» **Consignes**:
**a)** Relevez toutes les formes verbales conjuguées au conditionnel dans l'extrait consacré à Stephen Harper et au Québec.
**b)** Poursuivez l'extrait consacré à Stephen Harper et au Québec à partir de sa dernière phrase.

====== Extrait du texte ======

Un succès durable

textes seuls


L'actuelle crise libanaise éloignera probablement pour un moment de Stephen Harper l'électorat francophone. Car le pacifisme de la société québécoise s'est métamorphosé au fil de l'histoire en demeurant un paramètre déterminant de sa culture politique. L'appui à l'État hébreux et l'alignement sur Washington trouveront difficilement un écho favorable dans une opinion publique ralliée à un isolationnisme ne considérant plus la politique étrangère que du point de vue de l'humanitarisme onusien, comme en témoignent les plus récents sondages. Il n'en demeure pas moins que le premier ministre disposait jusqu'alors d'une sympathie croissante au Québec, qui refera probablement surface une fois la crise passée, ce que la plupart des commentateurs auraient refusé d'envisager sérieusement il y a de cela quelques mois.
Plusieurs souverainistes ont avoué leur perplexité devant un phénomène allant à contre-courant des lieux communs répétés sur la culture politique québécoise et les valeurs qui la caractériseraient. C'est l'avis généralisé, les Québécois méconnaîtraient le « vrai visage de Stephen Harper » et seraient victimes d'une illusion appelée à se dissoudre, pour se rallier à nouveau aux partis qui défendent une conception plus progressiste de leur identité et de leur société.

====== Données fournies ======

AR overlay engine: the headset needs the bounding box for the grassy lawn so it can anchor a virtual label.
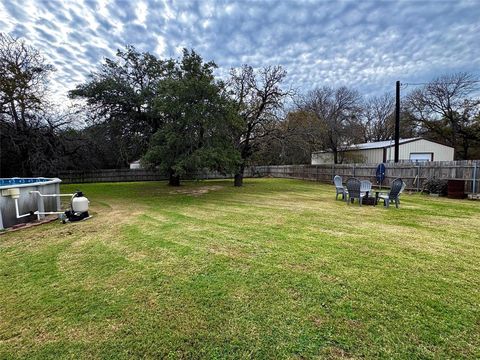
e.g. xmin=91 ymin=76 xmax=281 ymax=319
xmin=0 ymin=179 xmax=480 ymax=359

======
====== Données fournies ======

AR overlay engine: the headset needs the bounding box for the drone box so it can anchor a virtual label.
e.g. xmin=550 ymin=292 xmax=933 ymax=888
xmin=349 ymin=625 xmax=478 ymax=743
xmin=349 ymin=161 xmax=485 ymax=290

======
====== Données fournies ======

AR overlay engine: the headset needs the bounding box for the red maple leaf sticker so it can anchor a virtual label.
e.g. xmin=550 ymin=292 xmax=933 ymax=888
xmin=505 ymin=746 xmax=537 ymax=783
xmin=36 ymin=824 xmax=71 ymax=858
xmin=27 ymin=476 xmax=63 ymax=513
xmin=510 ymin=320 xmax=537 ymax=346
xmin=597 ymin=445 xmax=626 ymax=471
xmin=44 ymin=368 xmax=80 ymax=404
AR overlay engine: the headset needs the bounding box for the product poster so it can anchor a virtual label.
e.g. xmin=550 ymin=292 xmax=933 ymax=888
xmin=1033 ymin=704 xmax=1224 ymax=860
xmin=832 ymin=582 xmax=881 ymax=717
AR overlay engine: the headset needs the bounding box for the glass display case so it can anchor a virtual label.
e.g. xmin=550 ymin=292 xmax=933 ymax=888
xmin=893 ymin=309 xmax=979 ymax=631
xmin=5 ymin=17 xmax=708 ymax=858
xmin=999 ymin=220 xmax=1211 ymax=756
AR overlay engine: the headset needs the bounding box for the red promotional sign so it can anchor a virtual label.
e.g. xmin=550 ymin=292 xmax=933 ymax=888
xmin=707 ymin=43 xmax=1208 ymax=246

======

» **Corrigé**:
**a)**
auraient refusé
caractériseraient
méconnaîtraient
seraient

**b)**
On en prend rarement conscience, mais le Québec, depuis une dizaine d'années, s'est fait happer par un consensus progressiste, principalement défini par les partis souverainistes qui ont proposé une modernisation de l'identité québécoise en la désinvestissant de sa dimension nationale pour la reconstruire autour d'un projet social et multiculturel " de gauche ". Pour cela, les souverainistes se sont durablement associés à la plupart des causes progressistes qui surgissaient dans le domaine public, en en appelant à leur canalisation dans un projet de société dont la souveraineté serait le cadre et le moyen, comme l'ont encore répété les mousquetaires de la députation péquiste au début de l'été. On ne se surprendra pas que certains commentateurs aient souligné lors des dernières élections fédérales la similitude désarmante entre le Bloc et le NPD dans la vision qu'ils proposaient de leur société respective. À la différence près que le Bloc prétend défendre les intérêts de toute une nation, alors que le NPD assume généralement qu'il ne représente qu'un courant parmi d'autres dans la démocratie canadienne.
Ce consensus artificiel devait finir par se lézarder. Qu'on le reconnaisse ou non, une portion significative de notre société ne souscrit aucunement aux « valeurs québécoises » que son élite a voulu lui faire accepter de force et attendait depuis un certain temps l'occasion de se manifester, ce qui ne pouvait qu'arriver quand une offre électorale crédible et bien articulée se présenterait pour la canaliser politiquement. Cette occasion, elle s'est présentée aux dernières élections fédérales quand un parti donnant l'impression de faire une série de concessions aux nationalistes a mis de l'avant un discours permettant de conjuguer la fidélité au Québec avec un certain conservatisme de sens commun.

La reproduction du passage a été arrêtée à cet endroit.